* [Material for this exercise]:
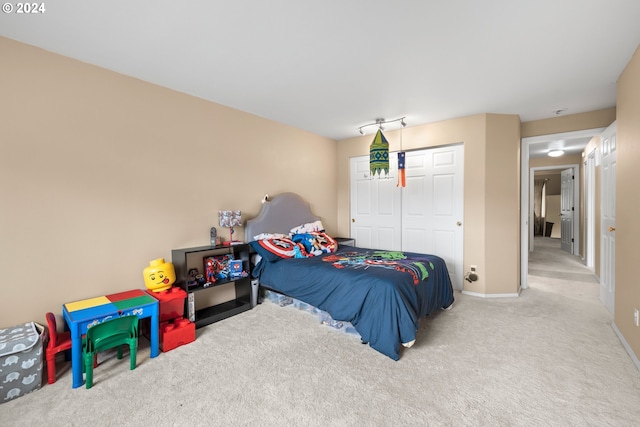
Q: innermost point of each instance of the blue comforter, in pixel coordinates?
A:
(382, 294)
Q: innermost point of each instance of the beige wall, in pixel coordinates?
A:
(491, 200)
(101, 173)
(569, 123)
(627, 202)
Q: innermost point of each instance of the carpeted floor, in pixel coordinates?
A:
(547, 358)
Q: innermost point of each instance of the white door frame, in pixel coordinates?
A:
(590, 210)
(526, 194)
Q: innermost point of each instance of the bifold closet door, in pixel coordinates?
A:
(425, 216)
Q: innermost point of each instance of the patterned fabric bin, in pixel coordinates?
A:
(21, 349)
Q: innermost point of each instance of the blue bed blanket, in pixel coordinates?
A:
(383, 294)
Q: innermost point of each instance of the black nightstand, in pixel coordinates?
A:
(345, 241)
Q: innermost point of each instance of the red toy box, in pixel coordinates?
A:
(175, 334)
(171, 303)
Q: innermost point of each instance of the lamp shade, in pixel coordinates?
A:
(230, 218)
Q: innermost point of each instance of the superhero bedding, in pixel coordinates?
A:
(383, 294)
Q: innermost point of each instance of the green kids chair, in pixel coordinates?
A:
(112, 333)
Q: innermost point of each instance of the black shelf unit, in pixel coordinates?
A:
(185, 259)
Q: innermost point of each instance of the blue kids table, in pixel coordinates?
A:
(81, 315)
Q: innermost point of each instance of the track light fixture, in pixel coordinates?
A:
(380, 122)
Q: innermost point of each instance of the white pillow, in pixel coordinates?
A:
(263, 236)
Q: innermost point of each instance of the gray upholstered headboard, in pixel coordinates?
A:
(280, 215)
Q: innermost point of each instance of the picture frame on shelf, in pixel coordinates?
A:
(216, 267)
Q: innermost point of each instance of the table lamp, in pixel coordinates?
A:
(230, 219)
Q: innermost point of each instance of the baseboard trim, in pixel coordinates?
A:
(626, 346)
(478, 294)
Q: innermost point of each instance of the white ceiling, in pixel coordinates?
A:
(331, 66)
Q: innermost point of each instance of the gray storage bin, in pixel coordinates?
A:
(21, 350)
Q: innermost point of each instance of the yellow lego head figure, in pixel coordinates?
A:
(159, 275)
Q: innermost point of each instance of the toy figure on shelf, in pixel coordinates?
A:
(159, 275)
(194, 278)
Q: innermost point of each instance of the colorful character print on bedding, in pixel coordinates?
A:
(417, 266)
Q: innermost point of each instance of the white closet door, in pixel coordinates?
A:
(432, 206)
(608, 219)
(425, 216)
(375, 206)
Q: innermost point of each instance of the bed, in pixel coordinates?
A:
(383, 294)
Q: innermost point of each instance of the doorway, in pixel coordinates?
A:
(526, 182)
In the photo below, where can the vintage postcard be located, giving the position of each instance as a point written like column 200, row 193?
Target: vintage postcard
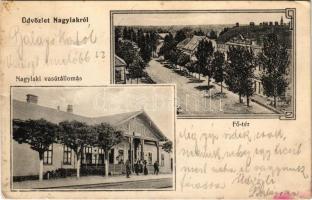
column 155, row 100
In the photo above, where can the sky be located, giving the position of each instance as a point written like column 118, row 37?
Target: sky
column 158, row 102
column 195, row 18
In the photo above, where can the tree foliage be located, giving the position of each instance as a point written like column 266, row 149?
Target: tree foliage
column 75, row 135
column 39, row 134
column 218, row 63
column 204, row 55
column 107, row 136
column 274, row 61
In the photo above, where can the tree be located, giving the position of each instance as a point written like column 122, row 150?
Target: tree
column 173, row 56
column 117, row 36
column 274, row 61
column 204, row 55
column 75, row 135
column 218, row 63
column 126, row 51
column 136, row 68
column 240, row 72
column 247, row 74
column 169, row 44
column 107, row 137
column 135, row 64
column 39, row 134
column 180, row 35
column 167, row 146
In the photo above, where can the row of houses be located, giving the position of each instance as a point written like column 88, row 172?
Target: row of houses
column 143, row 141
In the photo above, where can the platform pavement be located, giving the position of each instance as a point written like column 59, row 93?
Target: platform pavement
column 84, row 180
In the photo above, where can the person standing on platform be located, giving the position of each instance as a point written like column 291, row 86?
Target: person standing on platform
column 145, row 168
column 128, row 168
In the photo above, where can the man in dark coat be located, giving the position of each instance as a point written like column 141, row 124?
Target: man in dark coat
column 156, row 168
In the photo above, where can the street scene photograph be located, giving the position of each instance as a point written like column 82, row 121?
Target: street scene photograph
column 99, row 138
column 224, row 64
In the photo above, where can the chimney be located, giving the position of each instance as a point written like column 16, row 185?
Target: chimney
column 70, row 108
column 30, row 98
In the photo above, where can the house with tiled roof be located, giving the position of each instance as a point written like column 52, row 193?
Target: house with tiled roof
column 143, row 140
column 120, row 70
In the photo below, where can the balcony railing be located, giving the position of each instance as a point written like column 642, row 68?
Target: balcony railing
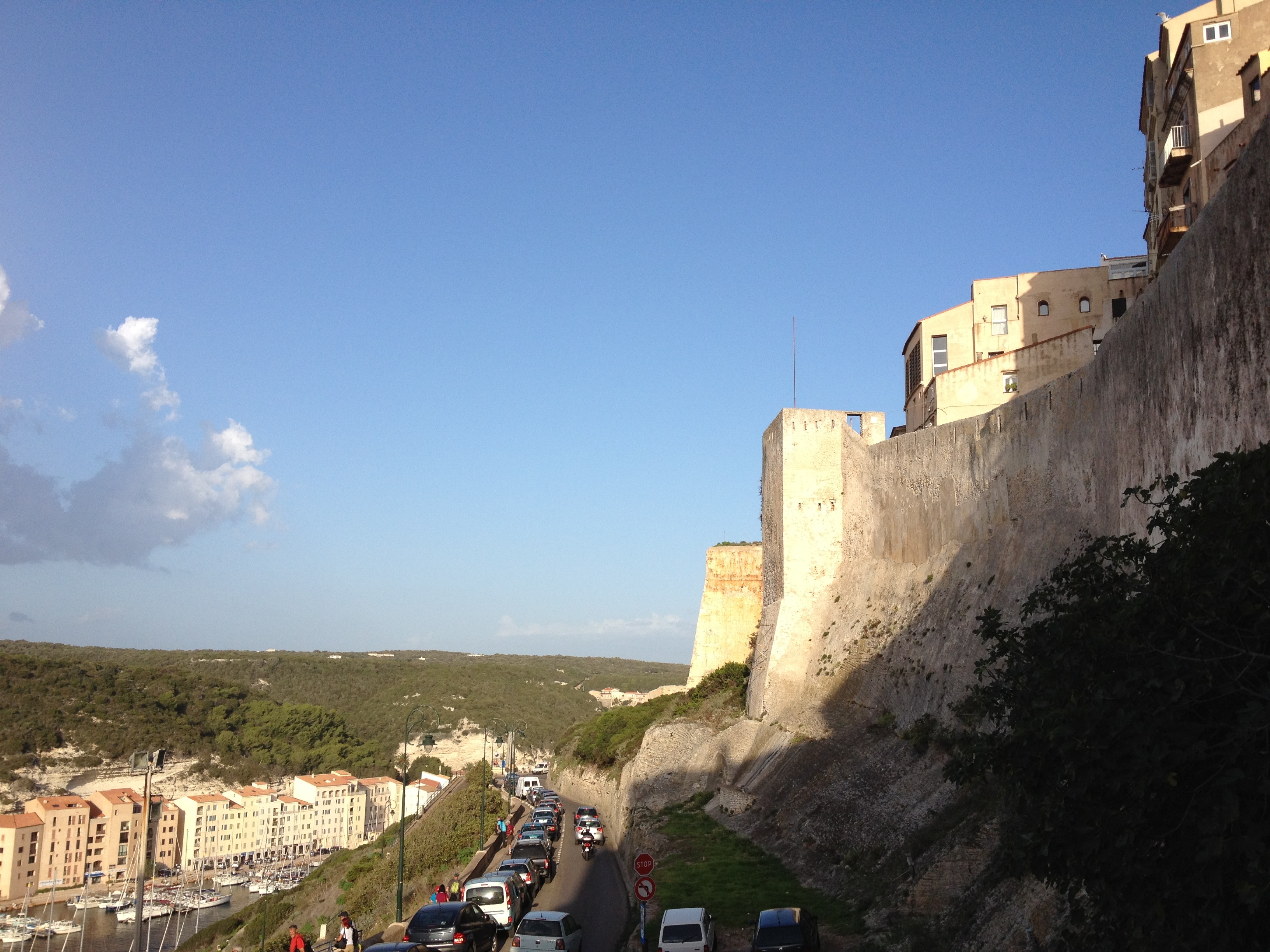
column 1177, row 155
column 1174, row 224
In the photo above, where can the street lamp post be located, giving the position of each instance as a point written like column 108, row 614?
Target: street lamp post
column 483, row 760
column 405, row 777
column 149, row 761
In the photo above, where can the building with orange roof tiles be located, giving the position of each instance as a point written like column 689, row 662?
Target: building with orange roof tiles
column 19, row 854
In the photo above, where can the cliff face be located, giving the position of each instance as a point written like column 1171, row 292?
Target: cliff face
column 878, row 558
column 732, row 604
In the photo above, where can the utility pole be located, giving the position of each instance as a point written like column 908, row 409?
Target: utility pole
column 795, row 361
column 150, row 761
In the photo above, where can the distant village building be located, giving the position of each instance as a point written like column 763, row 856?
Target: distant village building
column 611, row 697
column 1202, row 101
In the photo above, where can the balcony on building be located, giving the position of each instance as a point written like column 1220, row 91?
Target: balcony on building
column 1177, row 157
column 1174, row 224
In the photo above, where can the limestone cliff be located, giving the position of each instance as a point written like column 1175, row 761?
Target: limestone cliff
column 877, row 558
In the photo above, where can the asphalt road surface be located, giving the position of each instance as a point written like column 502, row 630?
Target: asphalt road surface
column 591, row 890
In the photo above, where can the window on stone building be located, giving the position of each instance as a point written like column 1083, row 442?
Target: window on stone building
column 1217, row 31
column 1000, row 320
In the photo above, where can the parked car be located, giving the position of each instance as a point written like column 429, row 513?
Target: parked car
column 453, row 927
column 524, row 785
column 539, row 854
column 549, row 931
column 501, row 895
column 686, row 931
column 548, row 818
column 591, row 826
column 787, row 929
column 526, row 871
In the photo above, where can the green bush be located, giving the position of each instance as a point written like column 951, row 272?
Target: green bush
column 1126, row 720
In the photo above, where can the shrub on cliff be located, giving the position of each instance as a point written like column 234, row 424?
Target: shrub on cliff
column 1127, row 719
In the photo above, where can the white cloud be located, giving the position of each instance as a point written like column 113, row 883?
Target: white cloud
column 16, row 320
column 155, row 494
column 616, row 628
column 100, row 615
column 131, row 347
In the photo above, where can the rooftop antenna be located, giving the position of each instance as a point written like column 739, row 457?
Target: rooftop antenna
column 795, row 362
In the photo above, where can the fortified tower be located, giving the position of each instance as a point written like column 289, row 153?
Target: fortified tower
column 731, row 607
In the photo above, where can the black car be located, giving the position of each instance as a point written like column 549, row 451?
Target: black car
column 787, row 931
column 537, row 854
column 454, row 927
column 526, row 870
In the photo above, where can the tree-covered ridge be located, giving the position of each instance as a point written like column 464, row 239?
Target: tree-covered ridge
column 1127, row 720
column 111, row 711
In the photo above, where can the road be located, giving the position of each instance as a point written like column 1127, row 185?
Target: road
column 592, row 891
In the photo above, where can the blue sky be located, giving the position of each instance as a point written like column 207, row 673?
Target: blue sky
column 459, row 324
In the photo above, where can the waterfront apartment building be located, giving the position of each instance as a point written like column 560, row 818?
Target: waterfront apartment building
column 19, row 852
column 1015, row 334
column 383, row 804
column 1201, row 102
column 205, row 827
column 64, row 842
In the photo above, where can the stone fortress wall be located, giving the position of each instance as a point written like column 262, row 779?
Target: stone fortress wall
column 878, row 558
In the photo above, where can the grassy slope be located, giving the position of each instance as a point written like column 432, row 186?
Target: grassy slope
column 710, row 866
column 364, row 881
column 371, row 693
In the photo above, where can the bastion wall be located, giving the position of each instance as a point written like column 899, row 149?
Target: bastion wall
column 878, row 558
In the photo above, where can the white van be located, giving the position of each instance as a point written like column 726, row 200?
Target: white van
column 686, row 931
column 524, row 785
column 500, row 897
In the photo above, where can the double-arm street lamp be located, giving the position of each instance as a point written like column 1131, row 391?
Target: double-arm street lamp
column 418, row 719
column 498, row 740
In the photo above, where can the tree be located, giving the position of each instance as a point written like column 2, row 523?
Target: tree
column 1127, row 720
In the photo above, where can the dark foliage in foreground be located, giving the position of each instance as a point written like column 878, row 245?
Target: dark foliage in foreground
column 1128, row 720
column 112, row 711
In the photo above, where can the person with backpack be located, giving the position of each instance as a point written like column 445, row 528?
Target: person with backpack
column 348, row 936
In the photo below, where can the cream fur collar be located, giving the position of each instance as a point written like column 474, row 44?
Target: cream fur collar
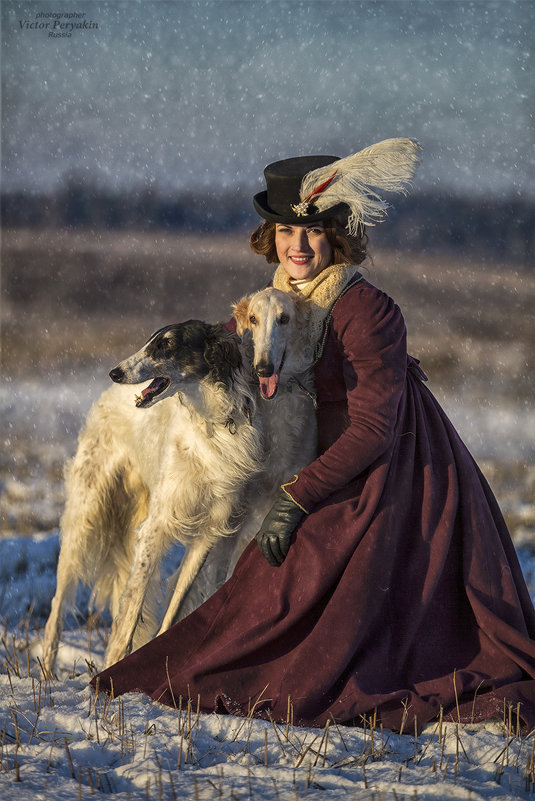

* [Your task]:
After locating the line with "In the photo above, where can the waterfront" above, return that line and every later line through the one with "In the photo above, where can the stone", word for word and with nothing else.

* [Task output]:
In the photo above, where can the waterfront apartment building be located, giving the position of each instance as a point written like column 560, row 818?
Target: waterfront apartment building
column 19, row 852
column 1015, row 334
column 383, row 804
column 1201, row 102
column 205, row 827
column 64, row 842
In the photo above, where can the stone fortress wall be located, giving the position of each instance as a point written like column 262, row 779?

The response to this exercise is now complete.